* [INSTRUCTIONS]:
a) Decide whether each statement agrees with the forum thread about Plesk and Joomla: (i) at present there are only two virtual hosts; (ii) Plesk offers a way to act upon Apache configuration; (iii) after researching hosting panels, the second poster's group chose to use their own scripts. For each, answer yes or no and quote the deciding words of the thread.
b) Reproduce the part of the forum thread about Plesk and Joomla that opens with the words containing "Perhaps a normal" and closes with "scan all webroots...".

* [SOURCE PASSAGE]:
No, Just the vhosts. For now there are only two virtual hosts but there should be more in the future. We set it that way in case we'd want something else than Joomla. Besides Plesk doesn't know about Joomla - there isn't even a way to act upon Apache configuration using Plesk, only global, visual "macros" (I'd say) to prepare the disk and directories for hosting a complete web site.

Once you tweak config files by hand, you must "tell" Plesk to take your changes into account... And changes you made to config files controled by Plesk are... overwritten! Newbie's warning, of course...

[The Geek's Rant]Damn, I already dislike Joomla (ever tried to validate a Joomla web site against W3C HTML validator? try once...) and I'm certainly not glancing at Plesk with a friendly eye...  :Laughing: 

IMHO Plesk is great at providing eye-candy. But the one who, like me, is used to put his hands in the dirt will be quite disappointed.[/The Geek's Rant]

Anyways, I'll keep trying. I'll post as soon as I get to something... pleasant, you know what I mean  :Wink:  .

----------

## nativemad

 :Razz: 

This reminds me that when you want to have something done right, you have to do it yourself!   :Wink: 

After some research about hostingpanels, we decided to do it with our own scritps!  :Wink: 

At least you then know that its just pebkac!  :Rolling Eyes: 

Isn't it always a torture with a cms and w3c?   :Wink: 

Ok, if there are more vhosts to come, then anacron/inotify isn't an option... 

Perhaps a normal cronjob every minute or so with a good find&chmod script over all webroots can do that. But even then, a minute is a long time if you're uploading pictures, but it can also be quite short to scan all webroots...

i really wonder if there is a magic option in php that tweaks the default permissions?!?  :Rolling Eyes: 

----------

* [DATA PROVIDED]:
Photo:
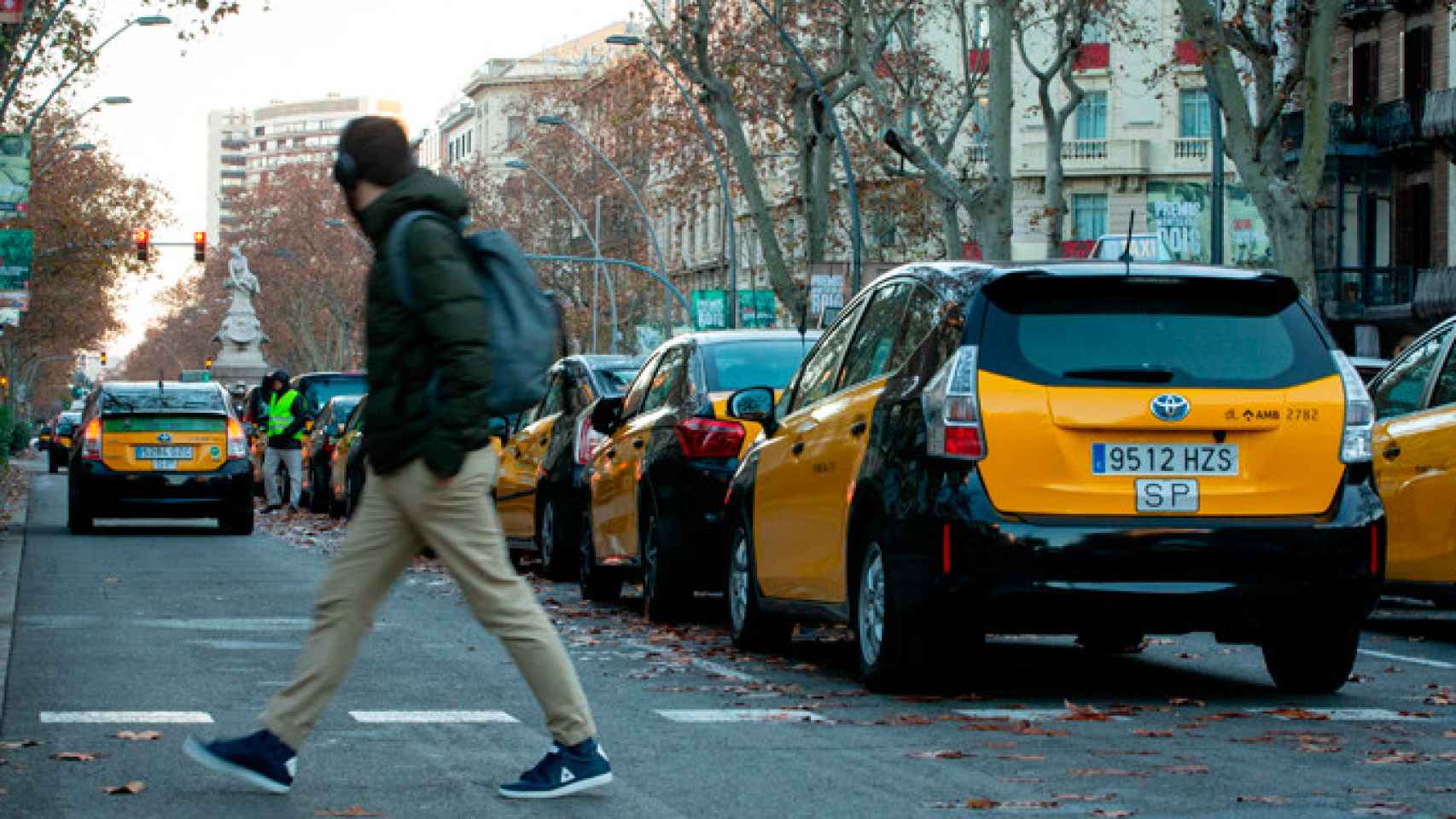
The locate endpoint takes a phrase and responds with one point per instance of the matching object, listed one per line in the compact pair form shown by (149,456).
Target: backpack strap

* [RESPONSES]:
a)
(i) Yes: "For now there are only two virtual hosts"
(ii) No: "there isn't even a way to act upon Apache configuration using Plesk"
(iii) Yes: "After some research about hostingpanels, we decided to do it with our own scritps!"

b)
Perhaps a normal cronjob every minute or so with a good find&chmod script over all webroots can do that. But even then, a minute is a long time if you're uploading pictures, but it can also be quite short to scan all webroots...